Records excerpted from a collection:

=====

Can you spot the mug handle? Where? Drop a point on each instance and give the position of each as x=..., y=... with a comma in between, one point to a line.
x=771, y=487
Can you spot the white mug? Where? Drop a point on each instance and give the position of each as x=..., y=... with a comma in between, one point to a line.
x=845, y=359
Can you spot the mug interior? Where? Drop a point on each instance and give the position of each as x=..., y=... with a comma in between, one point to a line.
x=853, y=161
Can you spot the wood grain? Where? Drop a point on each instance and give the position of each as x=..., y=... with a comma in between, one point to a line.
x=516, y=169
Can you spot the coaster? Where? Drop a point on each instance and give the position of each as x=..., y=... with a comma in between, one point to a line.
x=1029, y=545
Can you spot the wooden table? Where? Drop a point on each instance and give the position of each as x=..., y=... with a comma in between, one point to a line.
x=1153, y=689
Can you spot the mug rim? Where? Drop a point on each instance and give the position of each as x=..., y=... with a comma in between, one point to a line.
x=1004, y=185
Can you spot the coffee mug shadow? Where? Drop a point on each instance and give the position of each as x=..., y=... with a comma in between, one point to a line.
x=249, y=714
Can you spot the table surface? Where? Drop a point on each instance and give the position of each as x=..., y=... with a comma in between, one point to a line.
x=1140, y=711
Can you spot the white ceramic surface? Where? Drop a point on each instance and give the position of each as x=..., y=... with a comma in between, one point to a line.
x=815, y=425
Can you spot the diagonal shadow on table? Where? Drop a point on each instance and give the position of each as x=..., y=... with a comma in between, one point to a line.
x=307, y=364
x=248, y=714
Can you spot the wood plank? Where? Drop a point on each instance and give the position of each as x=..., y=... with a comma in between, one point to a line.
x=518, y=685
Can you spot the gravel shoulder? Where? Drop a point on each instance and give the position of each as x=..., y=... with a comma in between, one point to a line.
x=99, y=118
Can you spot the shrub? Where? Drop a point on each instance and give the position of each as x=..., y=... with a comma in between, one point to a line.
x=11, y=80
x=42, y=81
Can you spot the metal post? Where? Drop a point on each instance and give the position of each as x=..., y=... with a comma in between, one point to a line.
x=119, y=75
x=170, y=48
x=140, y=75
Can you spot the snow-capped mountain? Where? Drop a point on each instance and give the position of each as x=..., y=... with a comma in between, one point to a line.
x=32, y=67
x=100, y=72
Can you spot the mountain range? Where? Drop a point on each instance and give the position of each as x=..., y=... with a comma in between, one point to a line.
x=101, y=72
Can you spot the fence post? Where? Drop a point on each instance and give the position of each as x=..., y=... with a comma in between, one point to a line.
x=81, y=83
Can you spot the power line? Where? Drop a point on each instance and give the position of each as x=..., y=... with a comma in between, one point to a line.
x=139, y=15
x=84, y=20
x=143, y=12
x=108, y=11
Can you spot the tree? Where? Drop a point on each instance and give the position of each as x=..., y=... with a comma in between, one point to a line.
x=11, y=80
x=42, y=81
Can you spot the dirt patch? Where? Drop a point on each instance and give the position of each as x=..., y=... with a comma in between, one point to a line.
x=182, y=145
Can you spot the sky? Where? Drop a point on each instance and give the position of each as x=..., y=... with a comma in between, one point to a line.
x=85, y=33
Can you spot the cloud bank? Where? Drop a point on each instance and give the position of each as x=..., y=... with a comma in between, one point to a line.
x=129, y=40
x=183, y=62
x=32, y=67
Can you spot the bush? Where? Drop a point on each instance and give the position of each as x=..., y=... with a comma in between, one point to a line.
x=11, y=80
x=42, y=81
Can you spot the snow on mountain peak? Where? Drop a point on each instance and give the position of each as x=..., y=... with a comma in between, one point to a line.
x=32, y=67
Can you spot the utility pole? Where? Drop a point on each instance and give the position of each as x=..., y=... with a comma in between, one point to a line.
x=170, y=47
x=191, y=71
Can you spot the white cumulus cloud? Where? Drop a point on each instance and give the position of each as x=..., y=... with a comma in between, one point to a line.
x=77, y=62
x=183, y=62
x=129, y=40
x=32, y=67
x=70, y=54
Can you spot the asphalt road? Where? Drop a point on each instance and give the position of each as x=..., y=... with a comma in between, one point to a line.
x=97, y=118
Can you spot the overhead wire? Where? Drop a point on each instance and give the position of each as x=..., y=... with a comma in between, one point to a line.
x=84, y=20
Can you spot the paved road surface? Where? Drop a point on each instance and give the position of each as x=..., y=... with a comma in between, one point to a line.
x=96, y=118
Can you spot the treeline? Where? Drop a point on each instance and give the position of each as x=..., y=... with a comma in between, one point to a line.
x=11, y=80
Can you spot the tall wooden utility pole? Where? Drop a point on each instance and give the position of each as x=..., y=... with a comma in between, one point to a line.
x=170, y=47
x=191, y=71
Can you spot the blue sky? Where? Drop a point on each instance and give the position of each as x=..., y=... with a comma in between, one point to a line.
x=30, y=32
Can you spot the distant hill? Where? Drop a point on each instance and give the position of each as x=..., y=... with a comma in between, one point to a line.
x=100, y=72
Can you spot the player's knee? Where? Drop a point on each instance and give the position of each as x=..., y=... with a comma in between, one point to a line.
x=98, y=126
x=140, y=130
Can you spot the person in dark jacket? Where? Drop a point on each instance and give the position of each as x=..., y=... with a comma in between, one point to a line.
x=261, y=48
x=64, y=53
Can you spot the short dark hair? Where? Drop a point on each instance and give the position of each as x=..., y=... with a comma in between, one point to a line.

=====

- EXERCISE TASK
Only the lines from the one containing "Can you spot the treeline?" to the end of the data should be printed, exactly as they stand.

- EXERCISE RESPONSE
Can you spot the treeline? Where? Drop a point on each instance and give the position of each as x=..., y=... with a comma in between, one point to a line.
x=11, y=80
Can you spot the tall wooden utility pole? Where? Drop a point on each instance and give the position of each as x=..., y=... with a comma in between, one point to a line.
x=170, y=47
x=191, y=71
Can you spot the blue sky? Where? Drop a point on each instance and give the position of each as x=..., y=... with a comma in between, one point to a line.
x=30, y=32
Can you spot the distant hill? Where? Drop a point on each instance and give the position of each as x=..., y=... with a comma in between, one point to a line.
x=100, y=72
Can you spot the player's knee? Where? Drop a point on each instance and give the position of each as x=..., y=... with a comma in between, one point to a line.
x=98, y=126
x=140, y=130
Can you spot the person in dark jacket? Where? Drop a point on each instance and give the position of each as x=..., y=... with a comma in between, one point to a line.
x=261, y=48
x=64, y=53
Can you spot the short dark hair? Where? Drop a point on each instance and give the position of each as x=..., y=... with a comma in between, one point to a line.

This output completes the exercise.